**Stated task A**
Retype the passage of the process mining article between "Process Mining in" and "and System Architects.", inclusive.

Process Mining in Application Maintenance and Support — Part 1

I write about Process Mining not as a master but as a humble practitioner. There are many and superior articles and analysis, written by academicians and statisticians. Sometimes my reaction, as a practitioner, has been; can we have “plain English” please? I have tried to stay away from the formulae, attempting to focus on how Process Mining can assist with answers to issues in the industry.

This series is a dedication to that humble application log that needs its place in the sun. For many years these logs were banished to system administrators using “geeky tools” to analyze them. The study of logs has progressively become “easier” with process mining tools. Applications have moved higher on the scale of “ease of use”/ “low code or zero code” enabling inclusivity of Business/Process Analysts and System Architects.

It is difficult to write a single analysis that addresses Business and Technical practitioners. I have attempted to split this article so please feel free to read as many sections as you feel are relevant. This part introduces the potential areas to use Process Mining. The subsequent 2 parts explore how process mining gets to answer the questions and potential areas that we spoke off in this part.

**Provided records**
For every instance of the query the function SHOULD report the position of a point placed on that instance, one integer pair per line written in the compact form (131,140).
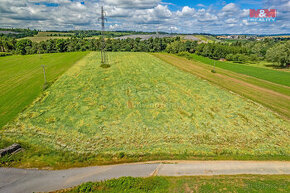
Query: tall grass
(21,79)
(142,107)
(274,76)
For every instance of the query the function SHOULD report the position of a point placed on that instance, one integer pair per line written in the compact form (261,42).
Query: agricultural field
(141,108)
(43,36)
(278,77)
(241,183)
(272,95)
(206,38)
(21,79)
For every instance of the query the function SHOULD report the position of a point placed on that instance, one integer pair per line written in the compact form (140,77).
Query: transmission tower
(103,18)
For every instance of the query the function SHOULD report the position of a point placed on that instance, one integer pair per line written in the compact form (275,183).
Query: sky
(179,16)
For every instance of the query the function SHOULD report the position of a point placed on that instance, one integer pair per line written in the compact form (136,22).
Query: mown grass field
(272,95)
(278,77)
(21,79)
(142,109)
(241,183)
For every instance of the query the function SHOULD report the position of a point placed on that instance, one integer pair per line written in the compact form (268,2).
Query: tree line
(270,50)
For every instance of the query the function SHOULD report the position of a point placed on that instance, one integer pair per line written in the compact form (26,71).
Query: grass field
(142,109)
(21,79)
(274,96)
(240,183)
(278,77)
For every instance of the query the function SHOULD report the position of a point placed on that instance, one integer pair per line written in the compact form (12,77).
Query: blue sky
(193,16)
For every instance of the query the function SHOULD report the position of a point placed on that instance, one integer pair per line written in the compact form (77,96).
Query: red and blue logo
(263,15)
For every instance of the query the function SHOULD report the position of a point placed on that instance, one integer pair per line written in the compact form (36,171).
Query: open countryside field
(140,109)
(43,36)
(241,183)
(278,77)
(274,96)
(21,79)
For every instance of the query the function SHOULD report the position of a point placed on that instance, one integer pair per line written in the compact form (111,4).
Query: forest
(239,51)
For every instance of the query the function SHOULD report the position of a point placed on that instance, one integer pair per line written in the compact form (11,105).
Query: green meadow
(240,183)
(141,108)
(21,79)
(278,77)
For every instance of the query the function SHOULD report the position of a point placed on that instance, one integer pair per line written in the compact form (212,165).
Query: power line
(103,19)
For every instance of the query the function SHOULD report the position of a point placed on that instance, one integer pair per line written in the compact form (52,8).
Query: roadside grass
(269,94)
(278,77)
(238,183)
(21,79)
(141,108)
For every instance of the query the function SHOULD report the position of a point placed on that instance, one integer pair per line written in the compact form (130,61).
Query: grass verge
(239,183)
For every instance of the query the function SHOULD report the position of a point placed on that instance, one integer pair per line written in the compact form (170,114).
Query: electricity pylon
(104,59)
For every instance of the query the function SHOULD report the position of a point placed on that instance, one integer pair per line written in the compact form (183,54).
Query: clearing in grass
(142,108)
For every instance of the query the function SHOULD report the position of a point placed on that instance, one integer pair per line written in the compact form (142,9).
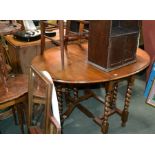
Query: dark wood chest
(112,44)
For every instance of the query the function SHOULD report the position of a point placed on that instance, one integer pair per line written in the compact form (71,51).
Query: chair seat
(17,87)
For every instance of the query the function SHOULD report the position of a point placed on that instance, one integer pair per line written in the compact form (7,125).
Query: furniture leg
(14,114)
(105,124)
(127,100)
(75,92)
(114,95)
(20,119)
(60,101)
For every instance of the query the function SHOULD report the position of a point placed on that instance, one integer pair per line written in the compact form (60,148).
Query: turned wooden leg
(114,95)
(14,115)
(20,116)
(75,92)
(105,124)
(60,102)
(67,95)
(127,100)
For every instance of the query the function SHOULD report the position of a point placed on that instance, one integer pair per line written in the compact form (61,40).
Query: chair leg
(20,117)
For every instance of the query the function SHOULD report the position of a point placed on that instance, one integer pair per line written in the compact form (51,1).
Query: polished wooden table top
(77,70)
(7,28)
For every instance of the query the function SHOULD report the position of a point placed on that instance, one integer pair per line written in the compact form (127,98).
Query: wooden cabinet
(112,44)
(22,53)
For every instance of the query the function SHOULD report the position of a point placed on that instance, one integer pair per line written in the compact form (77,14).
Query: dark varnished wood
(77,70)
(13,89)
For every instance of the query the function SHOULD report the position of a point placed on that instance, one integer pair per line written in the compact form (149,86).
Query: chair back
(43,104)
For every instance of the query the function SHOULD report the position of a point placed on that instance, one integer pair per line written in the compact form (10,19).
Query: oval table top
(8,28)
(77,70)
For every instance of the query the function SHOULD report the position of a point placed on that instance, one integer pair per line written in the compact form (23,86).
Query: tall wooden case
(112,44)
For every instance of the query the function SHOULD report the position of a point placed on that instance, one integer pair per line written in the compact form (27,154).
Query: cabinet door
(130,49)
(116,50)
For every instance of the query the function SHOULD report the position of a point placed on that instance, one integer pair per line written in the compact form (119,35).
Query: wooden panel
(22,53)
(98,42)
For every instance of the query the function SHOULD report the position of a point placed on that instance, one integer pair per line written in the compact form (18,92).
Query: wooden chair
(13,92)
(43,105)
(64,35)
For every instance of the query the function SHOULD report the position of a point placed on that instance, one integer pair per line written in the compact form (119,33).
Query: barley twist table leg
(127,100)
(75,91)
(105,124)
(114,95)
(60,101)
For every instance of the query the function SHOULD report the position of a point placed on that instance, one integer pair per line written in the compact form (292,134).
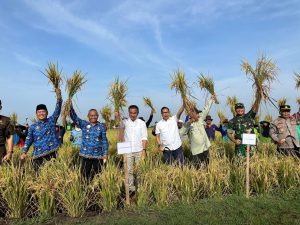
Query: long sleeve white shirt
(135,132)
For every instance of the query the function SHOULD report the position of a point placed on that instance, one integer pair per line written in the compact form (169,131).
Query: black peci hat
(285,108)
(239,105)
(41,107)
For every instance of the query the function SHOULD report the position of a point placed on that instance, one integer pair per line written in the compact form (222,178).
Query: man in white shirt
(134,130)
(167,136)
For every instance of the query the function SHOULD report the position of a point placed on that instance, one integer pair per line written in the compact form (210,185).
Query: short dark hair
(133,107)
(92,110)
(165,107)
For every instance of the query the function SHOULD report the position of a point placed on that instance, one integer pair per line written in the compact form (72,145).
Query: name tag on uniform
(249,139)
(124,148)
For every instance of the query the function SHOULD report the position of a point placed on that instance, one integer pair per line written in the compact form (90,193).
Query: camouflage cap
(285,108)
(239,105)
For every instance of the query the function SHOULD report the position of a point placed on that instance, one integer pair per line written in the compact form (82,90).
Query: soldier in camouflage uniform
(240,124)
(6,135)
(283,132)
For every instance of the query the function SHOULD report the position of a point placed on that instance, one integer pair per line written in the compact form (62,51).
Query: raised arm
(75,118)
(180,111)
(58,105)
(207,107)
(150,119)
(104,141)
(28,143)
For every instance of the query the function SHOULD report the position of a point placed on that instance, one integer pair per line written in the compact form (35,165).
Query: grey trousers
(132,160)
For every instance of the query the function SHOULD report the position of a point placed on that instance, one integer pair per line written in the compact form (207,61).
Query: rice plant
(107,186)
(207,83)
(74,85)
(281,102)
(117,95)
(231,102)
(54,75)
(268,118)
(14,189)
(180,84)
(297,79)
(264,73)
(13,118)
(106,113)
(221,116)
(148,102)
(73,191)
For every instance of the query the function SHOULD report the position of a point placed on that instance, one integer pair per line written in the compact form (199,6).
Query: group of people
(90,135)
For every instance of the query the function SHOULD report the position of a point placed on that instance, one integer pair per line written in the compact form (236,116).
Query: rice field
(60,190)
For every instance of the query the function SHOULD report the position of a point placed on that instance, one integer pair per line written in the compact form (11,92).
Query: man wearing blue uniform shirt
(42,134)
(94,145)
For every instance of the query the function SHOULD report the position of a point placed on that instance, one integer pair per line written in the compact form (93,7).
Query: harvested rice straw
(262,76)
(231,101)
(54,75)
(221,116)
(268,118)
(74,85)
(298,101)
(148,102)
(207,83)
(281,102)
(106,113)
(297,79)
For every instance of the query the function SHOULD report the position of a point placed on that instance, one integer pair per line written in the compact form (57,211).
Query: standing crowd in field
(198,128)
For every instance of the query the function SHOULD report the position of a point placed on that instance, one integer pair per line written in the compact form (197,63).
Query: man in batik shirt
(94,146)
(42,134)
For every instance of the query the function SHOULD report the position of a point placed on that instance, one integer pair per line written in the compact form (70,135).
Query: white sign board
(124,148)
(249,139)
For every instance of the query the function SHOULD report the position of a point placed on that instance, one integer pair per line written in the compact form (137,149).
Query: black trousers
(38,162)
(2,152)
(90,167)
(201,159)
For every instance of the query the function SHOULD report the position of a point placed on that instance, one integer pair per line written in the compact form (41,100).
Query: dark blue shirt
(94,141)
(42,135)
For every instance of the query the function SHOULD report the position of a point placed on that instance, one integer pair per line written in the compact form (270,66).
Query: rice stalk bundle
(14,189)
(54,75)
(298,101)
(207,83)
(262,76)
(148,102)
(281,102)
(13,118)
(221,116)
(179,83)
(268,118)
(106,113)
(297,79)
(73,86)
(117,95)
(231,102)
(107,186)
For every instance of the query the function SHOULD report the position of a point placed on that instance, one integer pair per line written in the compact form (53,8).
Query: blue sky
(144,42)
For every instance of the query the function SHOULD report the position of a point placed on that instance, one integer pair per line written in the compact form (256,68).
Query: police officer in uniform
(283,132)
(6,135)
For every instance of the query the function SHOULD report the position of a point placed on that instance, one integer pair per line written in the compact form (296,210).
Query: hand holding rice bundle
(74,85)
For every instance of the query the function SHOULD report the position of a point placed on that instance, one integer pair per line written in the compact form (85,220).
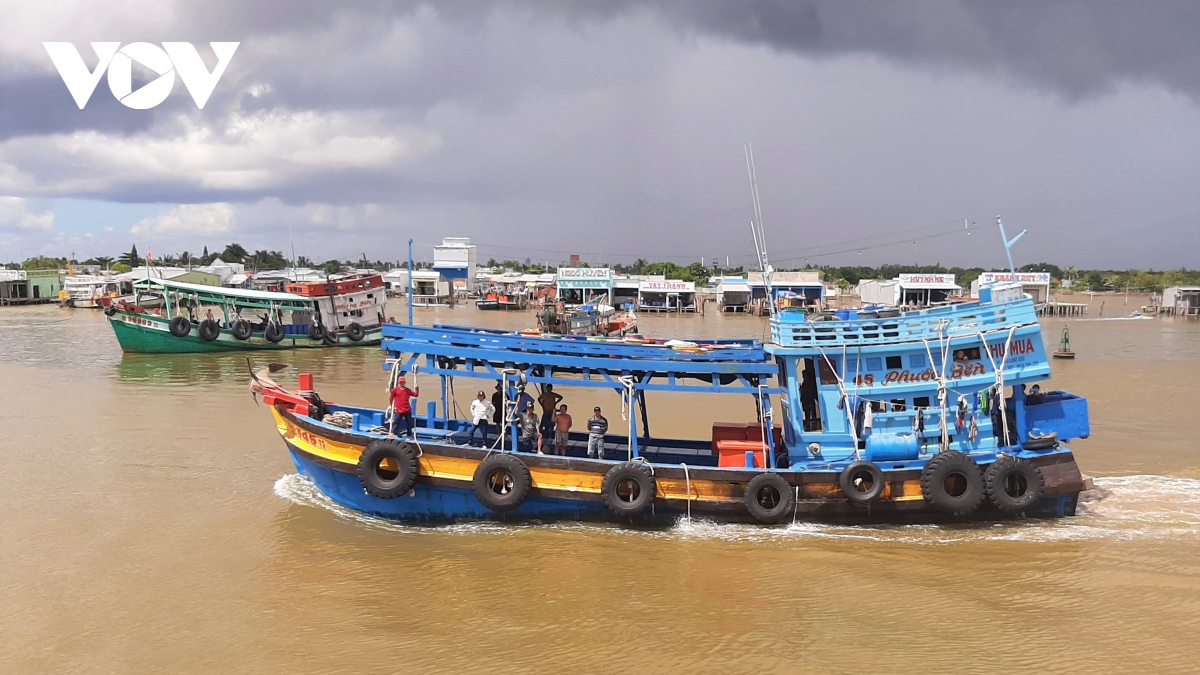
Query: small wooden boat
(167,316)
(919,417)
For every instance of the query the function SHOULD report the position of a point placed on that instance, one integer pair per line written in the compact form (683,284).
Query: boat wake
(1121,507)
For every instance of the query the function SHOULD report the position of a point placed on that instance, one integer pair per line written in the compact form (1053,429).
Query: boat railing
(402,338)
(965,318)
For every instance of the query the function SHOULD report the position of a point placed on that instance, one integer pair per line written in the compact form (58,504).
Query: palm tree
(234,254)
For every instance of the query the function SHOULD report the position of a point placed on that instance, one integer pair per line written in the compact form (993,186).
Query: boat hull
(570,488)
(148,334)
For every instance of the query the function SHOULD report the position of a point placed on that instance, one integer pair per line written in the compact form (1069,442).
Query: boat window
(969,354)
(828,369)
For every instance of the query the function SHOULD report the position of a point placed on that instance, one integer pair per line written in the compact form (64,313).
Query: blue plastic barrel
(892,447)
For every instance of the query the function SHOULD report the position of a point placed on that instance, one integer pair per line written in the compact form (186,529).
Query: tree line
(1144,280)
(256,261)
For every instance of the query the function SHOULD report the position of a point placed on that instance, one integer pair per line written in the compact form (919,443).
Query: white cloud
(189,220)
(16,215)
(247,153)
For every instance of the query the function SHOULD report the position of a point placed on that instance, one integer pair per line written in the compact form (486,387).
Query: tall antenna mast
(760,236)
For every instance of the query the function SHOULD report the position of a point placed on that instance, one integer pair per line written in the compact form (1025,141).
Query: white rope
(627,395)
(1000,376)
(687,478)
(845,399)
(943,440)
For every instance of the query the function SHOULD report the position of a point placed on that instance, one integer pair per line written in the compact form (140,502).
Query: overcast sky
(616,130)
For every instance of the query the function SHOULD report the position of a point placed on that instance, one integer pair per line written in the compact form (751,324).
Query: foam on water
(1122,507)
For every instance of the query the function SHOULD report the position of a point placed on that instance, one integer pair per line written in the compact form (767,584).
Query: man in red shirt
(400,400)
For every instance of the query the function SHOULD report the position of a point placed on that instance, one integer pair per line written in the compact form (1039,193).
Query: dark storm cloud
(1069,46)
(36,105)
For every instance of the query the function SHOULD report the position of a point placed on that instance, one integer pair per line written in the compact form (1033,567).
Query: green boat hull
(147,334)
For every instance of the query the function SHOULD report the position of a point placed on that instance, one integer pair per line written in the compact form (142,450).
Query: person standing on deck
(498,411)
(529,431)
(598,425)
(562,430)
(401,401)
(480,410)
(549,400)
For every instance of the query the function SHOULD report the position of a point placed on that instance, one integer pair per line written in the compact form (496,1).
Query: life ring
(862,482)
(768,497)
(1013,484)
(274,333)
(390,481)
(502,482)
(953,483)
(241,329)
(209,330)
(180,327)
(629,489)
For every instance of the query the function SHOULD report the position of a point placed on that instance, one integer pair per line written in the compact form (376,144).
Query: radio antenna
(756,231)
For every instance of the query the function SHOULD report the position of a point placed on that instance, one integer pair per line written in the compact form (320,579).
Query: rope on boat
(1000,376)
(943,347)
(845,396)
(687,478)
(509,408)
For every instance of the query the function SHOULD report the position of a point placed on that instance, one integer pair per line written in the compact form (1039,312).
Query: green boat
(192,317)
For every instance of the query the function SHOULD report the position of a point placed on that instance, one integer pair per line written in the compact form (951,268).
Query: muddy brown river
(153,523)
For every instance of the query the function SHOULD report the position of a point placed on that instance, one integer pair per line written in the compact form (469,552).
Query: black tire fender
(952,483)
(502,482)
(241,329)
(629,489)
(1013,484)
(274,333)
(180,327)
(862,482)
(768,497)
(382,482)
(209,330)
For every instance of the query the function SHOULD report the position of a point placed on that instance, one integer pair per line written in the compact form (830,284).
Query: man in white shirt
(480,411)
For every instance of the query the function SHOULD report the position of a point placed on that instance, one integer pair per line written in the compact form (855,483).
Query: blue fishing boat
(907,416)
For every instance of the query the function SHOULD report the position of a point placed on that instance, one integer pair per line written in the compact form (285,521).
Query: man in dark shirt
(598,425)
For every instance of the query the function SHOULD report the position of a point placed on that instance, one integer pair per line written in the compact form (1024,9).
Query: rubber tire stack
(209,330)
(241,329)
(637,472)
(995,484)
(513,495)
(377,485)
(851,477)
(180,327)
(943,466)
(759,500)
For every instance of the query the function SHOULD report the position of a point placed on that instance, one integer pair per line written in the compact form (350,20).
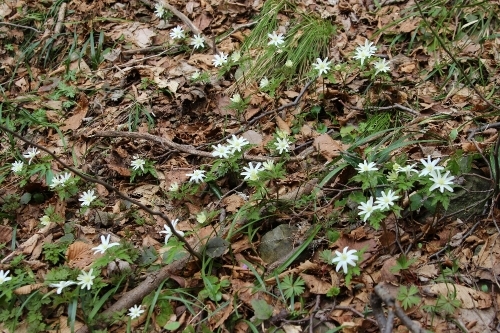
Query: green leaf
(261,309)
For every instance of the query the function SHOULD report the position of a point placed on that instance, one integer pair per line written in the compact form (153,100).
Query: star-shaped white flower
(135,311)
(407,169)
(441,181)
(177,33)
(4,276)
(197,176)
(61,285)
(138,163)
(219,59)
(236,56)
(17,166)
(45,220)
(237,143)
(386,200)
(275,39)
(174,187)
(364,52)
(30,153)
(429,166)
(366,209)
(168,233)
(366,167)
(268,165)
(159,10)
(282,145)
(322,66)
(236,98)
(221,151)
(87,197)
(264,82)
(381,65)
(86,279)
(197,41)
(104,245)
(252,172)
(347,257)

**Stated task B**
From the records, pull out each line that contains the string "cloud", matching case exactly.

**Task result A**
Process Mining in Application Maintenance and Support — Part 1

I write about Process Mining not as a master but as a humble practitioner. There are many and superior articles and analysis, written by academicians and statisticians. Sometimes my reaction, as a practitioner, has been; can we have “plain English” please? I have tried to stay away from the formulae, attempting to focus on how Process Mining can assist with answers to issues in the industry.

This series is a dedication to that humble application log that needs its place in the sun. For many years these logs were banished to system administrators using “geeky tools” to analyze them. The study of logs has progressively become “easier” with process mining tools. Applications have moved higher on the scale of “ease of use”/ “low code or zero code” enabling inclusivity of Business/Process Analysts and System Architects.

**Task result B**
Query: white cloud
Query: dark storm cloud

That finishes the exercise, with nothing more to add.